::: DATA FOR THIS EXERCISE :::

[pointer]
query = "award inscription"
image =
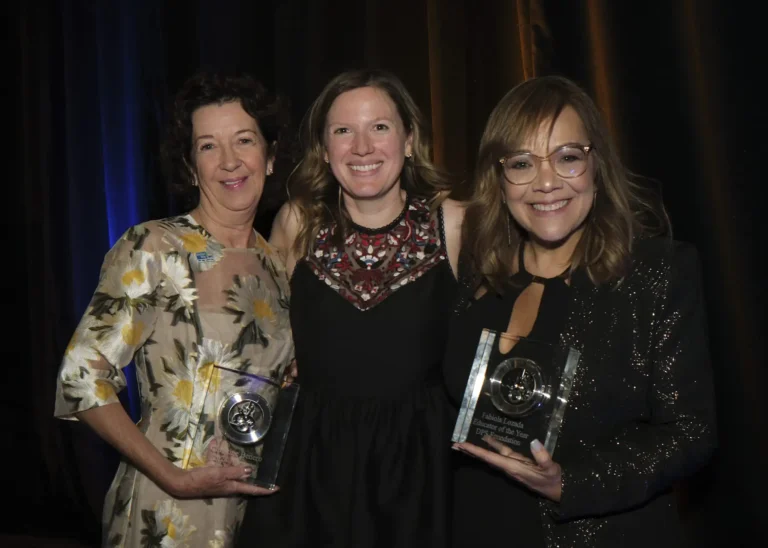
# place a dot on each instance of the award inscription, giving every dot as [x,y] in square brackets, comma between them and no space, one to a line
[517,396]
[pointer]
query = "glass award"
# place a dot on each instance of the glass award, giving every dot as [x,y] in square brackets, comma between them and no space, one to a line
[517,391]
[248,422]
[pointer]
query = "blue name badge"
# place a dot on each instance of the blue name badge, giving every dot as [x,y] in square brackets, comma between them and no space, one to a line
[203,257]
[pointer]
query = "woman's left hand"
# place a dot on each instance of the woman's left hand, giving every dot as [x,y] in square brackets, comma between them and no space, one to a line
[543,476]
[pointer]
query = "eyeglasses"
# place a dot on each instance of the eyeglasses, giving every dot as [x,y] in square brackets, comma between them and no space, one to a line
[521,168]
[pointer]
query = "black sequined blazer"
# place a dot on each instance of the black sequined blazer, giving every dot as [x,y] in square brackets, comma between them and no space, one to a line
[641,414]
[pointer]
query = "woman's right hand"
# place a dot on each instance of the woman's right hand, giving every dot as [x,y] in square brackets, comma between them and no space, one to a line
[213,481]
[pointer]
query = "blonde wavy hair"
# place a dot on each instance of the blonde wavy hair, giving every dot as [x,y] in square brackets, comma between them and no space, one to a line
[312,188]
[623,209]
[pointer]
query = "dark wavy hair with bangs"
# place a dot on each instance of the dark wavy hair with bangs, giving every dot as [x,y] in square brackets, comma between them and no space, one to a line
[624,209]
[207,87]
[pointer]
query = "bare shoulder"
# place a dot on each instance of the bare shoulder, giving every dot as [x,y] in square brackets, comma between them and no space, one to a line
[285,229]
[453,217]
[453,212]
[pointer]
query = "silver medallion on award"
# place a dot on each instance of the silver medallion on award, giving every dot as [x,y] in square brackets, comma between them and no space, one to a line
[517,391]
[251,417]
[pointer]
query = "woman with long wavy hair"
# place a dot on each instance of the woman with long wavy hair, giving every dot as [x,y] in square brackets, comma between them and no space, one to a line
[564,249]
[372,243]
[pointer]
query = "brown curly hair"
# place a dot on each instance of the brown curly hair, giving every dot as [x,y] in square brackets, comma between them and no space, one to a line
[623,209]
[312,187]
[208,88]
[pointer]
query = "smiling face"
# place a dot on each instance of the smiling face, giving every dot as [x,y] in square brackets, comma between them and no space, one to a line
[230,156]
[552,209]
[366,143]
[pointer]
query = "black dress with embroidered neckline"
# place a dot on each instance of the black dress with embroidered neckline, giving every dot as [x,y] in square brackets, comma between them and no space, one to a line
[368,457]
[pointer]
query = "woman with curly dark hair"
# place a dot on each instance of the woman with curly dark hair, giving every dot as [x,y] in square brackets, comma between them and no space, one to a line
[186,298]
[565,248]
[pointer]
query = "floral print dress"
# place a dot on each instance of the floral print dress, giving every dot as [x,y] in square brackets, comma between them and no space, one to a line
[177,302]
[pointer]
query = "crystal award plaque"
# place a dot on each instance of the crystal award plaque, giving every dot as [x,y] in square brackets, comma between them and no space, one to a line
[517,391]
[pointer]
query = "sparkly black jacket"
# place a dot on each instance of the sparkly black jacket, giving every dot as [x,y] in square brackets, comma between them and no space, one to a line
[641,413]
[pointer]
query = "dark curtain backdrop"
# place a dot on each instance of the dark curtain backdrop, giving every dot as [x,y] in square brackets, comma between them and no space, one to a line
[88,92]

:::

◆ **YOUR TASK**:
This exercise asks for the data above to be given again exactly, without pictures.

◆ **SOLUTION TO THIS PROBLEM**:
[pointer]
query = "award inscription"
image =
# place a dot on each instance of the award inscription, giving every dot as [x,y] in square brackets, comma between them and no space, one to a line
[517,396]
[pointer]
query = "glass award"
# place a dot on each instance of the glass award, giving every dot as [x,y] in square brackets, comma between them and no space, one to a line
[517,391]
[248,422]
[pointer]
query = "blue name badge"
# place a dot on each instance of the blue name badge, giving every dot as [x,y] in square brackets, comma between them and no space, one to a line
[203,257]
[pointer]
query = "woman's left hand"
# place a dot on each instance of the woman's left hand, giving every dot as [x,y] in square brackets, comma between them and no space, one to a line
[543,476]
[pointer]
query = "eyeglasses"
# place a dot on each instance of the eyeglasses, giving every dot as [x,y] in square brackets, comma between them and no space, one to a line
[521,168]
[pointer]
query = "black sequined blazer"
# place a dot on each instance of the black sequined blazer, giving every dot as [x,y] in square brackets, comma between them and no space, one to a line
[641,414]
[pointer]
query = "woman's right hand"
# place a dot on each instance of the woman's right hand, giving every dot as [x,y] in square brackets, comma between them and no space, one to a line
[213,481]
[pointer]
query = "blonde wavy hair"
# place a dot on each instance of the blonde wavy hair, giving every dot as [x,y] in square brackets, comma between them and no space, one to a line
[312,188]
[623,209]
[pointer]
query = "dark wavy hair with bangs"
# place a dot on each instance of the dark wavy hair with bangs, giving every dot as [x,y] in square brackets, comma between them and no space, one to a line
[624,209]
[207,87]
[pointer]
query = "bare shoulder"
# place a dot on each instance of the bare shoulder, giving every dot as [x,y] in square brackets, comma between them and no space, one to a line
[285,229]
[453,217]
[453,212]
[pointer]
query = "silver medallion on award"
# place a dot on each instance of the silver medallion on award, giving every dot as [x,y] in square brackets, comma between them and no space, one to a line
[517,391]
[251,417]
[pointer]
query = "woman with long wavy hair"
# place a dot on each instance of the woman with long wavy hair, giving every dot as [x,y] in square brackets, comma between them and no space, one to a line
[564,249]
[372,243]
[pointer]
query = "brown curly hair"
# place a dot on each instance of the brown curly hair, giving every dot as [x,y] in square brackets, comma between them and no space, one to a line
[623,209]
[312,187]
[208,88]
[pointer]
query = "smiling face"
# place a dot on each instance of the smiling face, giving every dot as [x,y] in square brackets, comma between them and no space, one to a line
[230,156]
[552,209]
[366,143]
[pointer]
query = "black dress with embroidered neckline"
# place a dot on each instance of the black dress with embroidered neckline, giving every dot as [x,y] in square brackets, comma between them and no space, one to a line
[368,457]
[pointer]
query = "woman with curly dark hair"
# place a dot on each instance of the woman with curly dark hair, giving every dot as [x,y] in square brackets, comma between them and no space, one to a line
[186,298]
[565,248]
[pointer]
query = "floral print dress"
# place a dot on each instance of the floral print dress, giving every dot as [x,y] in square brackets, comma between them and no space, one to a line
[177,302]
[pointer]
query = "crystal award plaque"
# place a dot on each instance of the crystal award plaque, giving every dot as [x,y] in square brackets, comma between them and no space, one to a line
[517,391]
[pointer]
query = "sparkly black jacket"
# place a dot on each instance of the sparkly black jacket, giving every dot as [x,y] in square brackets, comma between them and no space, one to a line
[641,413]
[pointer]
query = "dark curtain backdrop"
# place a dot on each instance of the dark curtain backdrop, giving every dot as [x,y] in square brackets, comma between them and no space, one to a line
[88,92]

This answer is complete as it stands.